§ Document extract
Mom started her next round of chemo today. Her first of 7 days in a row, then a bone marrow biopsy a week later. Bob had another day off today. Woke up puking again.
Is anyone as sick of reading this crap as I am of writing it?
I have a lot of stuff inside my head…but most of it would sound like insane, unstable flight-of-ideas; so I’ll just keep it sane here (or as sane as possible). Being under this amount of stress for such an extended amount of time, or as Aimie says ‘living in survival mode’ for this amount of time—may just be messing with my head. Or maybe I’m just now thinking clearly? (see what I mean?)
I want more out of life. More than just surviving. More than just waiting for cancer to go away. When this is over….I want more. Life more abundantly. There is a lot of time to think about life while your sitting here facing death. I tend to wonder…when God gave us this gift of life, not just when we were born, or even born again, but I’m talking about when Bob was given this second chance at life….eight years ago when he woke up from that coma and walked out of the hospital that all the doctors told us he would die in….that GIFT of life: did we squander the gift? We went back to work, we clicked off days on a calendar, we didn’t do anything magnificent with the gift. We didn’t do anything life- changing…..does God want more from us? I want more from Him.

§ Brief
Rewrite the journal entry starting at "I want more out" and ending at "more from Him.", with "calendar" changed to "wall chart".

§ The data
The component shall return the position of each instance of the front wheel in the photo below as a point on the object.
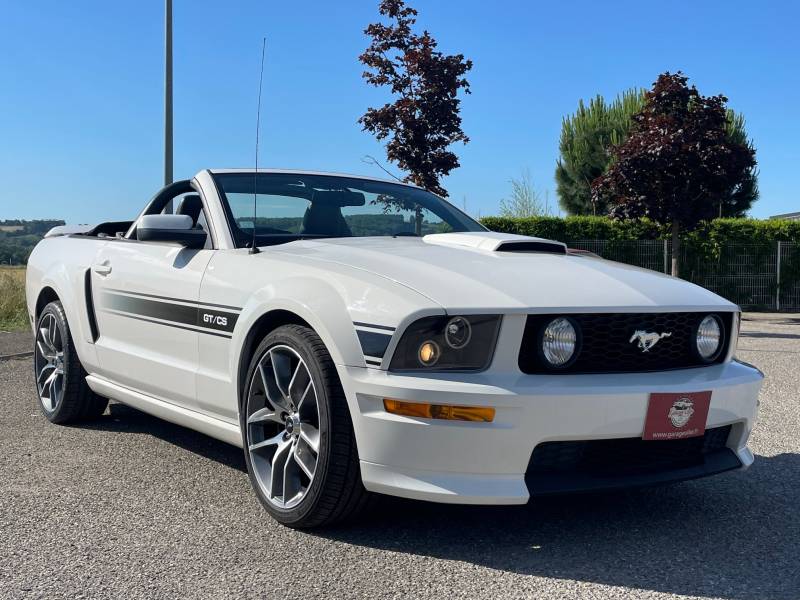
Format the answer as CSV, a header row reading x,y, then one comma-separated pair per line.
x,y
298,437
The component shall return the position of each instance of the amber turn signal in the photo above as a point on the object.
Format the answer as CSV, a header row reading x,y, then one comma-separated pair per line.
x,y
439,411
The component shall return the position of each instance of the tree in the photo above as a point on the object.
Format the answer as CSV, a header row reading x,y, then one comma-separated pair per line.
x,y
678,164
525,200
586,141
424,118
588,136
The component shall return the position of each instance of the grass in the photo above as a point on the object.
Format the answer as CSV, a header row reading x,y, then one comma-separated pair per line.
x,y
13,314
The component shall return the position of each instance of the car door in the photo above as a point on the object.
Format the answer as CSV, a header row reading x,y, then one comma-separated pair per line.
x,y
146,294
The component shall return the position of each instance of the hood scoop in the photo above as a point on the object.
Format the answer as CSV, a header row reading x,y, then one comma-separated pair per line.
x,y
496,242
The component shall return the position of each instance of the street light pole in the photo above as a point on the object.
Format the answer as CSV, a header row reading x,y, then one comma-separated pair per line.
x,y
168,92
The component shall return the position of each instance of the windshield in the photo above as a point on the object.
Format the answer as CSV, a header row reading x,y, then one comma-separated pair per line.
x,y
291,207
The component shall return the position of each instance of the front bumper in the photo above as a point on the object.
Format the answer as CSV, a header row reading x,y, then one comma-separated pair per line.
x,y
486,463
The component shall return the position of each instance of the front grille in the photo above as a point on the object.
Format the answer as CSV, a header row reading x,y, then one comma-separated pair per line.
x,y
624,456
606,345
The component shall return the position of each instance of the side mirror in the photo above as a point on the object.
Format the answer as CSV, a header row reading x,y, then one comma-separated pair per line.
x,y
170,228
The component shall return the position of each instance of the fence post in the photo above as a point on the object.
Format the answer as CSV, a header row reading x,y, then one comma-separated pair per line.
x,y
778,278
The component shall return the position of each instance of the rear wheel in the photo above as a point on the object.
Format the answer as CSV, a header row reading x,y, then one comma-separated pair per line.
x,y
298,436
64,395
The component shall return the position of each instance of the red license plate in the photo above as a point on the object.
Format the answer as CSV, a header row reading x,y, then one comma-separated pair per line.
x,y
676,416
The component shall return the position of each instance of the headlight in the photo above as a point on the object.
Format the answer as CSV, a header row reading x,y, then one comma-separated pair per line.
x,y
559,342
709,338
461,343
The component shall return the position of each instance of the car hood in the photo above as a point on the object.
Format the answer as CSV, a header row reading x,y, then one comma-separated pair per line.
x,y
466,272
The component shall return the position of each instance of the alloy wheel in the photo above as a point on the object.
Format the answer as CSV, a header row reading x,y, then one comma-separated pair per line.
x,y
283,426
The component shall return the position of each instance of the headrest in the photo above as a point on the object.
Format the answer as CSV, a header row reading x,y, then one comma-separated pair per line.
x,y
190,205
338,198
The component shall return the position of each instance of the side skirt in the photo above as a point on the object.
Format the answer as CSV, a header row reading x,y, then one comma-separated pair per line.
x,y
215,428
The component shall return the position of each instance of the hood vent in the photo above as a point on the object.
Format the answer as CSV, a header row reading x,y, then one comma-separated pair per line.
x,y
532,246
496,242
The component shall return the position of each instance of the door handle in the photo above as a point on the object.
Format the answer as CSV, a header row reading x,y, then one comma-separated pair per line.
x,y
104,268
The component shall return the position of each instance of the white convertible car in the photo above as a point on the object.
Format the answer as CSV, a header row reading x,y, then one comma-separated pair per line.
x,y
356,335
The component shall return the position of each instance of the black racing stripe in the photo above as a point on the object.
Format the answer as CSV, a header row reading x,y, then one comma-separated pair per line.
x,y
357,324
373,344
207,318
224,306
175,325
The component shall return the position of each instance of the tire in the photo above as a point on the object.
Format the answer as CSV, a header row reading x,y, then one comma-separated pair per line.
x,y
64,396
278,424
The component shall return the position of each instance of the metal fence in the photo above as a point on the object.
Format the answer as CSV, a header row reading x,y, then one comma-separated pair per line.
x,y
755,276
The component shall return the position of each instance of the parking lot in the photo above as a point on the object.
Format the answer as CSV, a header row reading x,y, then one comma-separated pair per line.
x,y
132,507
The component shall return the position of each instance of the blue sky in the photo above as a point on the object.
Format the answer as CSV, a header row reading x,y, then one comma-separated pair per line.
x,y
81,87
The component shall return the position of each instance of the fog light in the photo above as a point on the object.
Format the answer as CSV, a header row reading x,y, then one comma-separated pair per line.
x,y
709,338
439,411
559,342
428,353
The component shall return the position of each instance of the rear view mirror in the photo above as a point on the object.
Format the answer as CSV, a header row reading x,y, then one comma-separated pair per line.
x,y
170,228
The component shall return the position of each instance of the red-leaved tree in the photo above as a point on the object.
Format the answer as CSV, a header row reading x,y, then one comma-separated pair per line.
x,y
424,118
678,164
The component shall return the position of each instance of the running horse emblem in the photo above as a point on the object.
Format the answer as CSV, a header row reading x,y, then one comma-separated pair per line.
x,y
648,339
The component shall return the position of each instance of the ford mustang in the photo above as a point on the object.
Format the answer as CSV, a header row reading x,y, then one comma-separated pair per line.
x,y
357,336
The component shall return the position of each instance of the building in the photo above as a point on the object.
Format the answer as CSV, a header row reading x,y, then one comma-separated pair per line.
x,y
787,216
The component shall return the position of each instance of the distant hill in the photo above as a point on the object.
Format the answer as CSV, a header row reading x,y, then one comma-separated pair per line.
x,y
18,237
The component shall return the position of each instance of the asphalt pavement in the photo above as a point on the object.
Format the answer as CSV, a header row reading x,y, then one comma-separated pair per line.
x,y
134,507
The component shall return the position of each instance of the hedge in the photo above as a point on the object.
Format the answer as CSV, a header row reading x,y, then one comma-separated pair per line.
x,y
714,233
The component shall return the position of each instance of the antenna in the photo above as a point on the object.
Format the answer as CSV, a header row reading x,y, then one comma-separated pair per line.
x,y
371,160
253,248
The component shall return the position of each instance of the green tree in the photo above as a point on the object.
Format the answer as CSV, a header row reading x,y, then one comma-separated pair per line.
x,y
586,143
678,164
525,200
424,119
585,146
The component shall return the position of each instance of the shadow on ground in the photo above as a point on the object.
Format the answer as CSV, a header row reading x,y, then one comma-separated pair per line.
x,y
731,536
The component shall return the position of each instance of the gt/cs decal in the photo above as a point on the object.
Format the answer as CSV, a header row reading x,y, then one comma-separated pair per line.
x,y
215,320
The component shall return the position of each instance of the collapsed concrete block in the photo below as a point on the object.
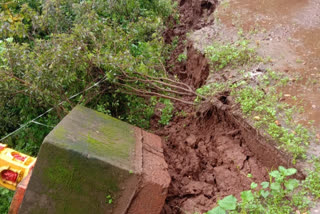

§ Completed exercise
I want more out of life. More than just surviving. More than just waiting for cancer to go away. When this is over….I want more. Life more abundantly. There is a lot of time to think about life while your sitting here facing death. I tend to wonder…when God gave us this gift of life, not just when we were born, or even born again, but I’m talking about when Bob was given this second chance at life….eight years ago when he woke up from that coma and walked out of the hospital that all the doctors told us he would die in….that GIFT of life: did we squander the gift? We went back to work, we clicked off days on a wall chart, we didn’t do anything magnificent with the gift. We didn’t do anything life- changing…..does God want more from us? I want more from Him.